▶ Task brief: The full listing, reproduced exactly, is what the response must contain.

--- Input records Enclosed Below ---

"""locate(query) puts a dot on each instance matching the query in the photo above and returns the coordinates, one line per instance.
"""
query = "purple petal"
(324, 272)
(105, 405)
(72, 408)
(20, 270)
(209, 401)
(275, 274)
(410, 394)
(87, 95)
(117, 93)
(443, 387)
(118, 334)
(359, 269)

--- End of Enclosed Input records ---

▶ Answer box:
"""locate(query) puts a dot on each instance matching the query in the photo above and returns the coordinates, one line per instance.
"""
query = "purple petal"
(324, 272)
(105, 405)
(72, 408)
(20, 270)
(209, 401)
(275, 274)
(410, 394)
(87, 95)
(117, 93)
(443, 387)
(118, 334)
(359, 269)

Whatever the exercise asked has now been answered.